(Entries from a point annotation set)
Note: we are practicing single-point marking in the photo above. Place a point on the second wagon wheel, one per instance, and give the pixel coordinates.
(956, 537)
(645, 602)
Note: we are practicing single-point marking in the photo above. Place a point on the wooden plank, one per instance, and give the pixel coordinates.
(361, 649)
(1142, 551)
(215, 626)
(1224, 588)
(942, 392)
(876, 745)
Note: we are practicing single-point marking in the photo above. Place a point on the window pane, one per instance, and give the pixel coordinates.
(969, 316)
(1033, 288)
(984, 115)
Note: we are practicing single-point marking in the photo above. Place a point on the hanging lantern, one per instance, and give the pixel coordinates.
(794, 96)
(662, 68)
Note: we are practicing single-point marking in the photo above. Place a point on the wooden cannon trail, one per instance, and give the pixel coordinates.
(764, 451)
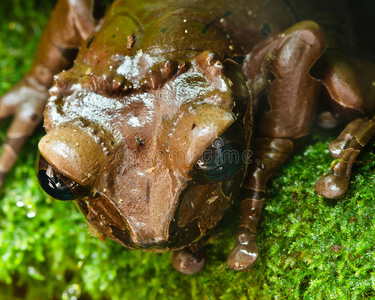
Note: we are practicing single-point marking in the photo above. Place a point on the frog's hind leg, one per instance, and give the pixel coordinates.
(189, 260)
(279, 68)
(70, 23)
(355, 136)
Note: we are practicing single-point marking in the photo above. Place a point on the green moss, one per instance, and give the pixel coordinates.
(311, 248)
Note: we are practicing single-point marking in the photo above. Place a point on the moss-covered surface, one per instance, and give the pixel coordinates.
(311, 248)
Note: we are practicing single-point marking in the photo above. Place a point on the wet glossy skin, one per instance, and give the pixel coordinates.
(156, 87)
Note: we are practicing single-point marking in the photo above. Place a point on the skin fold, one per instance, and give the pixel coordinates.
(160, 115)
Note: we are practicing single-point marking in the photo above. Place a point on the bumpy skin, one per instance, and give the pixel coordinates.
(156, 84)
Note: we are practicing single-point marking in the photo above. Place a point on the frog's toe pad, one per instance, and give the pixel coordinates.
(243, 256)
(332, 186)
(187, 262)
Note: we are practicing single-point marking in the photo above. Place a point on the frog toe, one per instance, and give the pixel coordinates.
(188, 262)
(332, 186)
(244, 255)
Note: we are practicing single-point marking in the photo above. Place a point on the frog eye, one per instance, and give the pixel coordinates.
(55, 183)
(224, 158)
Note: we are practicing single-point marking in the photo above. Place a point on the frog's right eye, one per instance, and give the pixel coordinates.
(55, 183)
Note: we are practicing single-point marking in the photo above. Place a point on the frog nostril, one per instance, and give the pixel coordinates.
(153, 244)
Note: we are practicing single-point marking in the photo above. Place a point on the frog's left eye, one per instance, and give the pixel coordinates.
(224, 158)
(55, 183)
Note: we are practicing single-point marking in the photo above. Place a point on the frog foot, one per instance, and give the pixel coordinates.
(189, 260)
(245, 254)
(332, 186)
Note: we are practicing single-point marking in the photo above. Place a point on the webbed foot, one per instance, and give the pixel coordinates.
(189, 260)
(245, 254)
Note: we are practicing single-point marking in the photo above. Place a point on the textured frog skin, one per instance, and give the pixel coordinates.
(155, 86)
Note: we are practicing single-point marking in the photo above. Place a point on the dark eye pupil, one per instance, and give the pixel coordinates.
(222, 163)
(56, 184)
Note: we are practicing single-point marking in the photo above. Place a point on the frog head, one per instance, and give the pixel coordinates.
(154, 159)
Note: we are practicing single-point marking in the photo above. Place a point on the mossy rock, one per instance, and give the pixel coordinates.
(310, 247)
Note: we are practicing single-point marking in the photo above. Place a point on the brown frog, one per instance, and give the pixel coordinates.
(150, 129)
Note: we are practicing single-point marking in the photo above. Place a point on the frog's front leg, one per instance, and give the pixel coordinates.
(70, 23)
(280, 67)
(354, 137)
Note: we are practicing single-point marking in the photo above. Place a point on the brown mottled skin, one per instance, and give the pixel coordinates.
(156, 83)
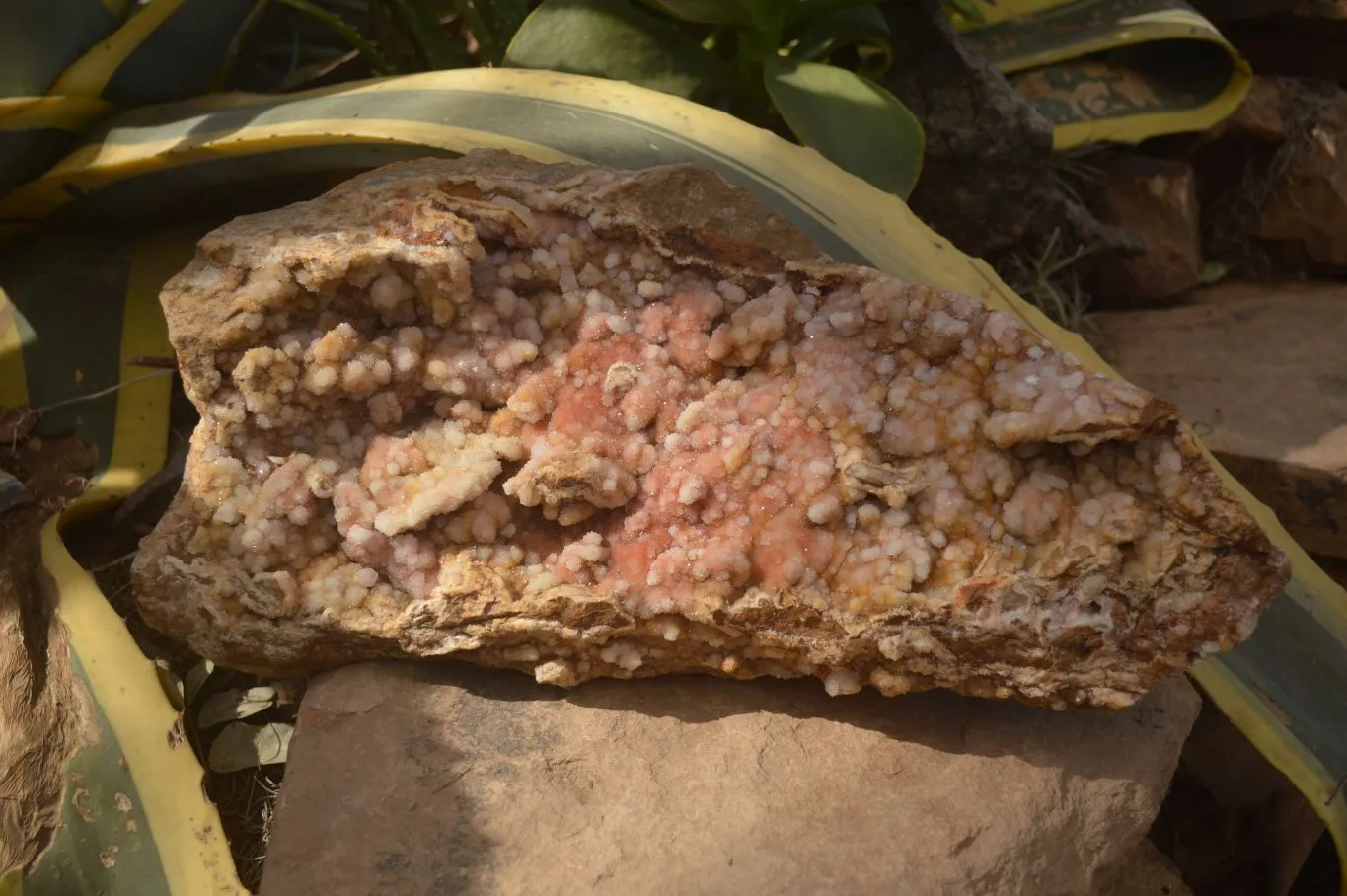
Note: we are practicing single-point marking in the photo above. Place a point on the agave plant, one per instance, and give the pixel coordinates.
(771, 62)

### Instruction
Can you retype every record above exactly, leaving out the pictures?

### Solution for this problem
Note: we are practicing single-point marking in the photo above. Place a point on the second wagon wheel, one per instance, and give the pixel coordinates.
(956, 537)
(645, 602)
Note: we are practicing single-point marking in the photo above. Place a point on the wooden plank, one per instance, and give the pixel coordinates.
(361, 649)
(1142, 551)
(215, 626)
(1224, 588)
(942, 392)
(876, 745)
Note: we are practicing single-point marking in the photo above. Place a point on the window pane, one per instance, and give the pixel coordinates.
(969, 316)
(1033, 288)
(984, 115)
Note: we are practicing single-point marking in the photo above. Place a point on the hanging lantern, one per instance, and give the pixel coordinates.
(794, 96)
(662, 68)
Note: we are practicing single-point marking in the photo above. Place a point on the wooden cannon trail, one per instance, and give the pixel coordinates.
(764, 451)
Note: we are practicing single-point marking in the photo above. Place a point on the frog's hind leg, one per instance, and give the pixel coordinates.
(189, 260)
(279, 68)
(70, 23)
(355, 136)
Note: we are practicing single-point marking in the photo above. Place a point on the green moss, one per instance, and give the pixel coordinates.
(311, 248)
Note: we are practicing single-point marking in the photo above. Place a point on the moss-covered surface, one per instance, and give the pixel coordinates.
(311, 248)
Note: we are practicing single-point marking in the photo above. Place a point on the wet glossy skin, one per instance, and give the pixel coordinates.
(156, 87)
Note: we are practicing single-point marking in the photo above. Place a point on the skin fold, one per instance, and give the pixel coordinates.
(160, 115)
Note: we are practicing single-point marking in the photo above. Place a point on the bumpy skin, one per instance, and give the pixel coordinates.
(156, 84)
Note: we are practicing single-point marking in the photo above. Place a point on the frog's toe pad, one per instance, and give the pixel coordinates.
(243, 256)
(332, 186)
(187, 262)
Note: we are practicing single-point marking in the photo above. Place a point on the frog toe, one per instance, and give the pixel coordinates.
(188, 262)
(332, 186)
(244, 255)
Note: we are practicing single-point marking in the photo above. Place a point on the frog eye, one per instance, and give the pixel coordinates.
(55, 183)
(224, 158)
Note: we are practicing single-point marking in the photo above. Place a point on the frog's right eye, one per instance, and give the pixel coordinates.
(55, 183)
Note: we are practicing single-point marking in the photo above. Place a point on the frog nostril, one per instance, and give the pixel coordinates.
(153, 244)
Note: we are practicing single-point marking in the photo above. Place a point on the frog's left eye, one per instance, and give the pixel coordinates.
(224, 158)
(55, 183)
Note: we are practicing single-point marking in the photo above. Place a point on the frog foot, one per instance, and give the pixel coordinates.
(189, 260)
(245, 254)
(332, 186)
Note: we are practicing single-point marking in the photo above. Place a point on the webbed foot, one per instance, and give the pixel coordinates.
(189, 260)
(245, 254)
Note: we are practicing single-point marking in the photo above. Place a point on the textured frog skin, one per instance, and give the pixel coordinates.
(155, 86)
Note: we are practicing single-point marking in the photo above. Place a point on the dark eye pupil, one per instance, and give the pixel coordinates.
(222, 163)
(56, 184)
Note: we are practicing single-point marking in the photo above. Place a point on the frog head, one per instance, and give the pixel coordinates.
(154, 159)
Note: we are practicing single-point marking in the photo above. Place a point on the mossy rock, one per instance, and give the pixel coordinates.
(310, 247)
Note: we are practicing single-point marking in the photo above. Place a point on the brown frog, one per instance, and give the pixel coordinates.
(150, 129)
Note: we are practicing single-point marking in the photo above. Place a point on the frog's front leg, one per instance, and give the pixel coordinates.
(70, 23)
(280, 67)
(354, 137)
Note: we are practicing single-point marking in the photo above. Place a point on the brown mottled skin, one per instance, and give the pixel coordinates.
(156, 83)
Note: we are practicing single-point marking in the photo above. Place a point on the agave plant, one per instance, and give the pixel coordinates.
(771, 62)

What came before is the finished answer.